## What you will do
Give an exact reproduction of all the lines in the listing.

[Opening Records for this exercise section]

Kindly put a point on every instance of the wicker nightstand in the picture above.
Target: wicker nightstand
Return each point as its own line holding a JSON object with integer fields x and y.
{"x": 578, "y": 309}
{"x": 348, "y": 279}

[Closing Records for this exercise section]

## Solution to this exercise
Kindly put a point on every instance of the wicker nightstand in the picture above.
Target: wicker nightstand
Return each point as its own line holding a JSON object with integer fields x and y.
{"x": 578, "y": 309}
{"x": 348, "y": 279}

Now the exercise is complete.